* **RAW DATA**
★ ★ ★ ★

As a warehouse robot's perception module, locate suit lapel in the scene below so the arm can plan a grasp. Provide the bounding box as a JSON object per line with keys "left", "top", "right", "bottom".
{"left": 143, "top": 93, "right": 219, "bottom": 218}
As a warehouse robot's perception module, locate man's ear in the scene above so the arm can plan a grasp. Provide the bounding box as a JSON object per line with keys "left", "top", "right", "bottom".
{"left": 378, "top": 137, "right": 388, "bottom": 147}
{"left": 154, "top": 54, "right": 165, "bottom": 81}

★ ★ ★ ★

* **PROMPT**
One exact transcript of the whole listing is the expected answer.

* **ANSWER SECTION**
As a warehouse robot's perception module, locate suit lapel in the scene below so the arm can plan a grasp. Provide the bounding box as a JSON object per line with keys "left", "top", "right", "bottom".
{"left": 143, "top": 93, "right": 219, "bottom": 218}
As a warehouse robot's perception module, locate man's ear in the scene above so the arm can plan a grasp. Provide the bounding box as a JSON object per line with keys "left", "top", "right", "bottom".
{"left": 378, "top": 137, "right": 388, "bottom": 147}
{"left": 154, "top": 54, "right": 165, "bottom": 81}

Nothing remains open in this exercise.